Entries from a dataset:

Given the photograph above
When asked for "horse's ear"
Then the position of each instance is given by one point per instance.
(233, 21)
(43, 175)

- [Problem statement]:
Rewrite the lines of every item, substituting "occurrence" for "instance" and leaving all other text unchanged.

- [The result]:
Given the photograph above
When asked for "horse's ear"
Then the position of each occurrence is given by one point per occurrence.
(233, 21)
(43, 175)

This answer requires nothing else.